(Excerpts of bounding box data)
= = = = = = =
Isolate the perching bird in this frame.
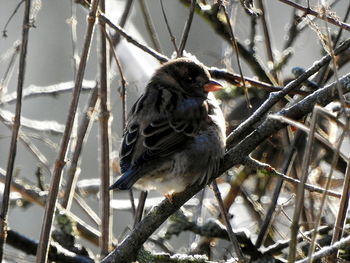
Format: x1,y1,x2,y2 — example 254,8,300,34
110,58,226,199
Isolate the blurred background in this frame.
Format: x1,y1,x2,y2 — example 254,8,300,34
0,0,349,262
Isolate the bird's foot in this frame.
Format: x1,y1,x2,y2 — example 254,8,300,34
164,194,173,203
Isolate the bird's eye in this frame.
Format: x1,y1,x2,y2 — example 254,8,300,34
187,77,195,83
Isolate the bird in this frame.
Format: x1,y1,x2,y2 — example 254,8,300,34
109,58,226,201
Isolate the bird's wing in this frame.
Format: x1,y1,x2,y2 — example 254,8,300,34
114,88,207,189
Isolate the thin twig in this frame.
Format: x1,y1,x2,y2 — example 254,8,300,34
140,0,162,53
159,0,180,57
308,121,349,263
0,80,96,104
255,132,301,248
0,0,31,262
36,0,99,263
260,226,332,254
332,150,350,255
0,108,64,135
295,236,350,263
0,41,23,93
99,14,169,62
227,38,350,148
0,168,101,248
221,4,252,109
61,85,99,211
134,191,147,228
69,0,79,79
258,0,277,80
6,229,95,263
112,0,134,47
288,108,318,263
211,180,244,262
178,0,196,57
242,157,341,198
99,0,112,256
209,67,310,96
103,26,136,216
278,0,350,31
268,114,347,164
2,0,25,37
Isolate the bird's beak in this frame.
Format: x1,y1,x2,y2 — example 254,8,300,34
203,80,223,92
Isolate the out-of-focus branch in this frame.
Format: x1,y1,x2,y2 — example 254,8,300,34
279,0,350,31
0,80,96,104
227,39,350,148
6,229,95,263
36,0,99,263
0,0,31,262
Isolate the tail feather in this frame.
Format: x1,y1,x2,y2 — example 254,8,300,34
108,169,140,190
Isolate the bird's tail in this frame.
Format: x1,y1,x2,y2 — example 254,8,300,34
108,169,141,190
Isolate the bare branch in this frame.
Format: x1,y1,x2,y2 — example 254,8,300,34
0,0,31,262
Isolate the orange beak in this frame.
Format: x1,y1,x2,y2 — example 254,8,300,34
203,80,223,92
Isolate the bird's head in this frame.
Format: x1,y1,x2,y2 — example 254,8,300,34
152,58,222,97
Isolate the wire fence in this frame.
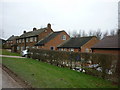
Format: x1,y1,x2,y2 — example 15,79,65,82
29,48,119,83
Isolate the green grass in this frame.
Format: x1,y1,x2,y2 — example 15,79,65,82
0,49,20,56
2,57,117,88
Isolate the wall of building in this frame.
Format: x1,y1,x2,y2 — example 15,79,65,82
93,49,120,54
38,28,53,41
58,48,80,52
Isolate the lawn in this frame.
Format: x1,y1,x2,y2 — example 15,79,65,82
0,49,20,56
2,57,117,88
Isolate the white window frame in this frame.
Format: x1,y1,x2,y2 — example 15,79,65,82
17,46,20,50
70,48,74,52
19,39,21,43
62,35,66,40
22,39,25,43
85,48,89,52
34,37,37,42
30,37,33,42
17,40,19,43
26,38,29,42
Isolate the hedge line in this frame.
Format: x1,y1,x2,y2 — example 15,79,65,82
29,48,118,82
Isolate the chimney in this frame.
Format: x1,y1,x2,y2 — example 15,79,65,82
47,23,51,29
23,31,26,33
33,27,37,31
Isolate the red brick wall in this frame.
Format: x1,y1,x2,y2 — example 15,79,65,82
= = = = = = =
• _STATED PROBLEM_
Reproduce every line precisely as given, omitting all pictures.

• _WRITTEN RESPONSE_
Isolate the perching bird in this frame.
Format: x1,y1,x2,y2 — example 254,8,300,34
110,58,226,199
Isolate the blurred background in this frame.
Format: x1,y1,x2,y2 — example 254,8,300,34
0,0,349,262
Isolate the bird's foot in this frame.
Format: x1,y1,x2,y2 — example 254,8,300,34
164,194,173,203
Isolate the bird's eye in this frame.
Format: x1,y1,x2,y2 — example 254,8,300,34
187,77,195,83
Isolate the bird in this frame.
Format: x1,y1,x2,y2 — example 254,8,300,34
109,58,226,201
Isolate the bird's wing in this frame.
Format: x1,y1,x2,y2 — example 254,8,300,34
114,88,207,189
Isolate the thin twig in this frame.
Format: x1,y1,x2,y2 — example 254,8,300,34
140,0,162,53
159,0,180,57
308,121,349,263
0,80,96,104
255,132,301,248
0,0,31,262
36,0,99,263
260,226,332,254
332,150,350,255
0,108,64,135
295,236,350,263
0,41,23,93
99,14,169,62
227,38,350,148
0,168,101,248
221,4,252,109
61,85,99,211
134,191,147,228
69,0,79,79
258,0,277,80
6,229,95,263
112,0,134,47
288,108,318,263
211,180,244,262
178,0,196,57
242,157,341,198
99,0,112,256
209,67,310,96
103,26,136,216
278,0,350,31
268,114,347,164
2,0,25,37
Isolate the bird's beak in this frame.
Format: x1,y1,x2,y2 — example 254,8,300,34
203,80,223,92
Isolate the out-of-focus branch in this frame.
Format: x1,y1,x2,y2 — example 254,8,300,34
279,0,350,31
0,80,96,104
227,39,350,148
6,229,95,263
36,0,99,263
0,0,31,262
Isolate the tail feather in this frame.
Format: x1,y1,x2,y2 — example 254,8,300,34
108,169,140,190
Isolate the bird's tail in this frame.
Format: x1,y1,x2,y2 — example 254,8,300,34
108,169,141,190
Isolate the bare branch in this frame.
Format: x1,y1,x2,y2 — example 254,8,300,34
0,0,31,262
Isolate the orange beak in this frame.
Format: x1,y1,x2,y2 — example 254,8,300,34
203,80,223,92
Isolate the bird's head in this frame.
Format: x1,y1,x2,y2 — example 254,8,300,34
152,58,222,97
Isolate the wire fence in this frame.
Format: x1,y1,x2,y2 — example 15,79,65,82
29,48,119,83
Isolate the green grass in this frame.
Format: x1,y1,x2,y2 — example 15,79,65,82
0,49,20,56
2,57,117,88
Isolate the wall of building in this frame.
Format: x1,y1,x2,y2 — example 15,79,65,82
93,49,120,54
38,28,53,41
58,48,80,52
Isolate the lawn in this frame.
Format: x1,y1,x2,y2 — example 15,79,65,82
0,49,20,56
2,57,117,88
Isolate the white window frame in this frame.
Format: x1,y1,x2,y2 — example 15,79,65,82
17,46,20,50
70,48,74,52
19,39,21,43
62,35,66,40
22,39,25,43
85,48,89,52
34,37,37,42
30,37,33,42
17,40,19,43
26,38,29,42
Isolate the hedge line in this frame.
Format: x1,y1,x2,y2 — example 15,79,65,82
29,48,118,82
Isolate the chimney in this frame.
Format: x1,y1,x2,y2 — example 15,79,65,82
47,23,51,29
23,31,26,33
33,27,37,31
Isolate the red brick wall in this frame.
Format: x1,y1,x2,y2 — example 15,79,65,82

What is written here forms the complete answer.